*What the exercise asks:* Each entry below is to be extracted exactly.

*The records:*
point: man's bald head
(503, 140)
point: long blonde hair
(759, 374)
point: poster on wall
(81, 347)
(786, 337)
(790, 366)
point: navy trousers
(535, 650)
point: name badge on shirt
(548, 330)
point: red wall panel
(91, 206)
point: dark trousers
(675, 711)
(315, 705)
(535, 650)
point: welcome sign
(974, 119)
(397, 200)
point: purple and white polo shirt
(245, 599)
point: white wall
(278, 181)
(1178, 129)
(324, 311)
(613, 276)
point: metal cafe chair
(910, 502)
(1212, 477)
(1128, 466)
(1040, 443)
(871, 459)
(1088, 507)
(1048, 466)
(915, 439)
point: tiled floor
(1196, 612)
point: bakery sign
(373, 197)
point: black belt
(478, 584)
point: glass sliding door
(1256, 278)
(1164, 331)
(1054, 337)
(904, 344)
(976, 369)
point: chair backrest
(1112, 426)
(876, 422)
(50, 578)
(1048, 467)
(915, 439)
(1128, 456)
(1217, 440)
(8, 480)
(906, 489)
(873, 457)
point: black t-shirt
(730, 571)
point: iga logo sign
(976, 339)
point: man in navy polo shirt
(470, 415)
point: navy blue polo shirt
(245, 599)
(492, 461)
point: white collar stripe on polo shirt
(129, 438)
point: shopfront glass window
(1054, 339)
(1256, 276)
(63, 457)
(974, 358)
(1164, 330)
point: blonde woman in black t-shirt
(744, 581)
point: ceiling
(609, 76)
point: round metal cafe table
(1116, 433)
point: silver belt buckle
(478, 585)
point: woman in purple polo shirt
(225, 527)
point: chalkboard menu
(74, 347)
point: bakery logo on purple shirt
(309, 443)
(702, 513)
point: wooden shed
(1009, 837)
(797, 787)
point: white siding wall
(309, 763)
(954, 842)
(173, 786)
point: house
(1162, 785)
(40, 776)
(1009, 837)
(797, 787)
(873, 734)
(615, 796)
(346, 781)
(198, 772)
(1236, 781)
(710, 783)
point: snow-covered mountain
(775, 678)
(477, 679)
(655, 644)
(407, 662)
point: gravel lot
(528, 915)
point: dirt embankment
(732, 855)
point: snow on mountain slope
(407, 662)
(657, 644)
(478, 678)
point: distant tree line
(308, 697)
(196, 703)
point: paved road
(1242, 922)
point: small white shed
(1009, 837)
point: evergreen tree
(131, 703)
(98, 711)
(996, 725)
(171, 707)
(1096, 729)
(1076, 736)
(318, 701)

*Task output:*
point: man's bald head
(503, 140)
point: long blonde hair
(759, 374)
point: poster on wall
(81, 347)
(786, 337)
(790, 366)
point: navy trousers
(535, 650)
point: name badge on shirt
(548, 330)
point: red wall panel
(91, 206)
point: dark trousers
(675, 711)
(315, 705)
(535, 650)
point: welcome sign
(974, 119)
(397, 200)
point: purple and white polo shirt
(245, 599)
point: white wall
(278, 181)
(1178, 129)
(324, 311)
(613, 276)
point: metal cafe chair
(910, 502)
(1212, 477)
(1128, 466)
(1040, 443)
(871, 459)
(1088, 507)
(1048, 466)
(915, 439)
point: tiled floor
(1196, 612)
point: bakery sign
(373, 197)
point: black belt
(478, 584)
point: glass sliding door
(1256, 278)
(1164, 331)
(1054, 337)
(904, 344)
(976, 369)
point: chair backrest
(1112, 426)
(876, 422)
(50, 578)
(1048, 467)
(915, 439)
(1128, 456)
(1217, 440)
(8, 480)
(906, 489)
(873, 457)
point: black t-shirt
(730, 571)
point: iga logo sign
(976, 339)
point: man in navy polo shirt
(470, 415)
point: navy blue polo shirt
(245, 599)
(492, 461)
point: white collar stripe on polo shirt
(129, 438)
point: shopfront glass window
(1054, 339)
(1256, 276)
(63, 457)
(974, 358)
(1164, 330)
point: blonde woman in black t-shirt
(744, 581)
point: ceiling
(609, 76)
point: round metal cafe table
(1116, 433)
point: silver belt buckle
(478, 585)
point: woman in purple polo shirt
(225, 527)
point: chalkboard menu
(74, 347)
point: bakery logo on purple shirt
(309, 443)
(702, 513)
point: wooden shed
(1009, 837)
(797, 787)
point: white siding wall
(309, 763)
(954, 842)
(173, 786)
point: house
(1162, 785)
(40, 776)
(1009, 837)
(797, 787)
(873, 734)
(615, 796)
(346, 781)
(198, 772)
(1236, 781)
(710, 783)
point: snow-covered mountain
(775, 678)
(477, 679)
(655, 644)
(407, 662)
point: gravel lot
(528, 915)
point: dirt embankment
(732, 855)
point: snow on mountain slope
(407, 662)
(657, 644)
(478, 678)
point: distant tree line
(308, 697)
(196, 703)
point: paved road
(1242, 922)
point: small white shed
(1009, 837)
point: evergreen tree
(131, 703)
(98, 711)
(996, 725)
(171, 707)
(1096, 729)
(1076, 736)
(318, 701)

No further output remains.